- Qué se pide:
Por favor, reúne todas las líneas de los datos que contienen la palabra "segment".
■ ■ ■ ■
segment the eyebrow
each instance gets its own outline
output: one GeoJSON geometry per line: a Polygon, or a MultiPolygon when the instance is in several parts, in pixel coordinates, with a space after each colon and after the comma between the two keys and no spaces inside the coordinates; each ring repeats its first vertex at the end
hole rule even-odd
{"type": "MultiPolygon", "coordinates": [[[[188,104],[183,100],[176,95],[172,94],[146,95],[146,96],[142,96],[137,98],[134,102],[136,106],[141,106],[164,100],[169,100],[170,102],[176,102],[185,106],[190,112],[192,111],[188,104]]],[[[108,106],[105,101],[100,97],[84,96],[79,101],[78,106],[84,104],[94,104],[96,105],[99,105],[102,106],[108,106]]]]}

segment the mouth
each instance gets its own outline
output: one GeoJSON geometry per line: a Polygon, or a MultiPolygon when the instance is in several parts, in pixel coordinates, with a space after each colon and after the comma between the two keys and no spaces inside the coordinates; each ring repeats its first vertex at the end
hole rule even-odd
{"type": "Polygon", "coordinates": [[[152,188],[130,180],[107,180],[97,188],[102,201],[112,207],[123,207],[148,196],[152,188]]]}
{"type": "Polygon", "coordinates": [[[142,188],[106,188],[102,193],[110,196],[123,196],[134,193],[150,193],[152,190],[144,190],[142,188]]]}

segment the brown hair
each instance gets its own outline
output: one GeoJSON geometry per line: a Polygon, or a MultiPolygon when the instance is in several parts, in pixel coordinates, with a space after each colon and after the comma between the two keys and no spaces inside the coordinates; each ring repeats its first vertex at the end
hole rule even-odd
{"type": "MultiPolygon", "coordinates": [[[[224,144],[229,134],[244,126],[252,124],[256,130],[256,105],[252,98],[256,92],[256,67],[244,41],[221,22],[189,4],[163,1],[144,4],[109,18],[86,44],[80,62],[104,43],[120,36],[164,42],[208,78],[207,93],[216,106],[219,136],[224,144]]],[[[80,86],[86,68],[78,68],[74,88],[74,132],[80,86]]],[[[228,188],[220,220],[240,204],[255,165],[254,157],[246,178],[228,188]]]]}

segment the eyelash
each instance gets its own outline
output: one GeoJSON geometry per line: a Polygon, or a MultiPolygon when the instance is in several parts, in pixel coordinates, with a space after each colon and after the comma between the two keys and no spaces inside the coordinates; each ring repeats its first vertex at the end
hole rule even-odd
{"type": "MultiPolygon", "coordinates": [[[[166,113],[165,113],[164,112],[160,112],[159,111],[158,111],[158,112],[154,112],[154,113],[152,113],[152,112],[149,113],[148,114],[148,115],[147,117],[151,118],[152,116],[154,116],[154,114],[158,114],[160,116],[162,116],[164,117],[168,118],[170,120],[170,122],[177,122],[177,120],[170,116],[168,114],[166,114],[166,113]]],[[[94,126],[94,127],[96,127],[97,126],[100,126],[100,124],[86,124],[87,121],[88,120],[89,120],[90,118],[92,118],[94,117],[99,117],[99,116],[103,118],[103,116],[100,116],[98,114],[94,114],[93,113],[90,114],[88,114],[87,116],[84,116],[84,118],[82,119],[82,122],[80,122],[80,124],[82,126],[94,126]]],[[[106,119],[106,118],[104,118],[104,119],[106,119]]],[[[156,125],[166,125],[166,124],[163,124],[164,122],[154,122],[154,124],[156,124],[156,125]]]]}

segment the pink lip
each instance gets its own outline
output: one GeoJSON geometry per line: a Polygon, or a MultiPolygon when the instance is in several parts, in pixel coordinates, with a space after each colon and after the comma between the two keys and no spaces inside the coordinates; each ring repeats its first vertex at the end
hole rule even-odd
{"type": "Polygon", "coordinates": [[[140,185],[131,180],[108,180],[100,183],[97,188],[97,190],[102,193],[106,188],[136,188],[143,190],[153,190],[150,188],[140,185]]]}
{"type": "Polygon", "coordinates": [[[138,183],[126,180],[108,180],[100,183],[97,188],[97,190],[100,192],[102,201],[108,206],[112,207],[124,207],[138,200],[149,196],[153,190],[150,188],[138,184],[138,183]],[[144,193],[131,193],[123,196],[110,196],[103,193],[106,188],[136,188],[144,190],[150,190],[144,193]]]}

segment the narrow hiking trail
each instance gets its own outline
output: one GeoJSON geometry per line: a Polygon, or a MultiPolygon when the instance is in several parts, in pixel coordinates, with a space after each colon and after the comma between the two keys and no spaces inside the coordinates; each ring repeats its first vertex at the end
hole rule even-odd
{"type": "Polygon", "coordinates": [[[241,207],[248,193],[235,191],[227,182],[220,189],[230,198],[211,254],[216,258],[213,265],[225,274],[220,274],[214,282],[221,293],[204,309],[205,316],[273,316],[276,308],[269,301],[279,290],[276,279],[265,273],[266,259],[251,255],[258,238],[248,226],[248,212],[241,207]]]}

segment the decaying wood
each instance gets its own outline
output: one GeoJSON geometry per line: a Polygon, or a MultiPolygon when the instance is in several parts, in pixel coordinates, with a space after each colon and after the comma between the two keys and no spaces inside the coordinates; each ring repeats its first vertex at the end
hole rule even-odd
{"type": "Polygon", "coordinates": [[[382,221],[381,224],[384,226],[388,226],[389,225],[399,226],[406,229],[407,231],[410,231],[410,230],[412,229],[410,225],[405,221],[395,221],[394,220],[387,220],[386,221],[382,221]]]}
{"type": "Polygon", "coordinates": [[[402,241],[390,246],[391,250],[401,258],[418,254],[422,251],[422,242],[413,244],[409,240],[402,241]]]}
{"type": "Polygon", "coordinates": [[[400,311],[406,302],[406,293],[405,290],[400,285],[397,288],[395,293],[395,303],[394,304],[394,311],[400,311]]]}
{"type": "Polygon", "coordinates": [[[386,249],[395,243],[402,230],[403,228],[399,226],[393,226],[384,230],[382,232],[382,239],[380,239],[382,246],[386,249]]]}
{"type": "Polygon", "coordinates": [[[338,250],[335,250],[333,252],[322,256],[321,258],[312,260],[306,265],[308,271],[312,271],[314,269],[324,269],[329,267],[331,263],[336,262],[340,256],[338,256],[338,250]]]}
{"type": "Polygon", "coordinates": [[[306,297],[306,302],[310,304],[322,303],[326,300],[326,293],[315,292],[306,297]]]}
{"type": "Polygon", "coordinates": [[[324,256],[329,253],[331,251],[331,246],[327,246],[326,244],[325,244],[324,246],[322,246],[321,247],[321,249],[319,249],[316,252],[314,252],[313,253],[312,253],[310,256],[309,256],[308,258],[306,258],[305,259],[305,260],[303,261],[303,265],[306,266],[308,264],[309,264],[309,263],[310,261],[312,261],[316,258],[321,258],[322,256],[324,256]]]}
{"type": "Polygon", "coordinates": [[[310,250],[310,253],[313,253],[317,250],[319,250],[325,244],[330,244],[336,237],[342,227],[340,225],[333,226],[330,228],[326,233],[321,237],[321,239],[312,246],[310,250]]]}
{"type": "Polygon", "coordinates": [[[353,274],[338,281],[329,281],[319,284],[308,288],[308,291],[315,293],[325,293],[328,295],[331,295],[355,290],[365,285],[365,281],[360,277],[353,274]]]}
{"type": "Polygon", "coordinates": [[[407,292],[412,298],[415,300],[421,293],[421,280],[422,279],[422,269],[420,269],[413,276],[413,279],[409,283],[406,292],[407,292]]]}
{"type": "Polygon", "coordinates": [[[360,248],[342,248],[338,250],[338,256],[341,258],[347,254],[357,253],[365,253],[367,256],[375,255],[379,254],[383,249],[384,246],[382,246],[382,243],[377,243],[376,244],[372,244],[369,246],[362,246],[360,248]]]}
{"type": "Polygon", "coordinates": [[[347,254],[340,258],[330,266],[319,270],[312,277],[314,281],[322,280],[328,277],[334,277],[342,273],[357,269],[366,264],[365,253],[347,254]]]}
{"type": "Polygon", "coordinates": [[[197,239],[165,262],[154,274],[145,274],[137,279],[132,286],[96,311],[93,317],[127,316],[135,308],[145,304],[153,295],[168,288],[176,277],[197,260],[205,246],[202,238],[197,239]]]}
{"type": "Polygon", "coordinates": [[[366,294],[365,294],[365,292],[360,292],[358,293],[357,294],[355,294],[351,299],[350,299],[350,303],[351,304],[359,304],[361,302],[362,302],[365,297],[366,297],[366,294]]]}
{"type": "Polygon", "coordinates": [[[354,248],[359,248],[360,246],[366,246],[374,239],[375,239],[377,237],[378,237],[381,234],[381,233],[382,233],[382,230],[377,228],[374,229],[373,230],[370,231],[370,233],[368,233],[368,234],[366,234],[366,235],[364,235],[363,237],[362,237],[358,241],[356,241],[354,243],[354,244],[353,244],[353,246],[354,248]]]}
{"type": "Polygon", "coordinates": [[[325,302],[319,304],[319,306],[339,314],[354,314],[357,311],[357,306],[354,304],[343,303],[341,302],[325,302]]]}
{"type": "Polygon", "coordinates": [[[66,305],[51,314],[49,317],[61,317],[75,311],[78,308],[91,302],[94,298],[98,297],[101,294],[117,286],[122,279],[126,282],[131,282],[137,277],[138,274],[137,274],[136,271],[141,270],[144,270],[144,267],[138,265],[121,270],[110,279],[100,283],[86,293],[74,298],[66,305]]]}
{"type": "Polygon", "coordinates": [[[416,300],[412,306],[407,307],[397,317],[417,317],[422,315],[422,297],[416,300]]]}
■ ■ ■ ■
- Solución a continuación:
segment the eyebrow
segment the mouth
segment the brown hair
segment the eyelash
segment the pink lip
segment the narrow hiking trail
segment the decaying wood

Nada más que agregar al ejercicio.